Input data:
⁂

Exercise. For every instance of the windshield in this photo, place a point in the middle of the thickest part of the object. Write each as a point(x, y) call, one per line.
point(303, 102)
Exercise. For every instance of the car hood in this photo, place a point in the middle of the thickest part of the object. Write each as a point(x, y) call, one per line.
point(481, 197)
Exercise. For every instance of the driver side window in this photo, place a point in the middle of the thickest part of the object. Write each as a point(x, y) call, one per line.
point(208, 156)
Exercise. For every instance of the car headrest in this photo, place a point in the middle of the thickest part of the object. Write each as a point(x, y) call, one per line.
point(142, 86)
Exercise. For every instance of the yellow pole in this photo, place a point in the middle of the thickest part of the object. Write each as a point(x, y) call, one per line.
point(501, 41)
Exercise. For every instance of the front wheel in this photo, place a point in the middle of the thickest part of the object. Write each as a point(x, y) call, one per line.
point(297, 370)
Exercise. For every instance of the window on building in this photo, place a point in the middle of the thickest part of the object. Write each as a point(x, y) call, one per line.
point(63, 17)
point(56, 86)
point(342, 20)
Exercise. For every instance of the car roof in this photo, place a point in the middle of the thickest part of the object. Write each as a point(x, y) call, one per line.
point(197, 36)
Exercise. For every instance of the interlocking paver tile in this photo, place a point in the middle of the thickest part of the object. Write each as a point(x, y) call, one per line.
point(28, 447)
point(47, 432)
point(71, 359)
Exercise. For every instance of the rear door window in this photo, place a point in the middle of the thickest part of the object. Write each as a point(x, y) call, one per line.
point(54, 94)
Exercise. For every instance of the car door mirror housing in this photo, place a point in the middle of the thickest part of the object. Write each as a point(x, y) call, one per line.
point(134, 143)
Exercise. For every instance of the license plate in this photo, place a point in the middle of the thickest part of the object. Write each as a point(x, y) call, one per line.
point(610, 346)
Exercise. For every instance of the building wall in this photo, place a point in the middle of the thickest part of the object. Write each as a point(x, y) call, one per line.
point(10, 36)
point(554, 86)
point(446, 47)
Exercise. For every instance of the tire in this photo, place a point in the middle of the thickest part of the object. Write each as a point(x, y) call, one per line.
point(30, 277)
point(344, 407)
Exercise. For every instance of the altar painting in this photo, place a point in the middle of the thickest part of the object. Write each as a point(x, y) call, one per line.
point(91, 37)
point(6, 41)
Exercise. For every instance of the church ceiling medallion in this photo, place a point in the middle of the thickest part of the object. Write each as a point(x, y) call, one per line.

⁂

Short task:
Rewrite every line from the line with "Exercise. For every instance of the yellow" to the line with "point(197, 36)", both ends included, and offset each x and y coordinate in the answers by 78. Keep all other text in those lines unchanged.

Answer for this exercise:
Exercise. For every instance of the yellow pole in this photo, place a point in the middle of the thickest part of the object. Write each as a point(x, y) call, one per line.
point(579, 119)
Exercise. For every instance of the front wheel in this photo, place a point in the middle of the thickest part of the object. Write each as a point(x, y) call, one per line.
point(375, 448)
Exercise. For every instance of the window on building in this photo, place a point in the middle of the thickest part of the object. Write each as a point(x, y) call, one per line.
point(141, 95)
point(134, 164)
point(420, 98)
Exercise. For every instance of the car roof in this photo, place a point in the middle of the thickest part of the object. Write each as a point(x, y) call, one per line.
point(275, 114)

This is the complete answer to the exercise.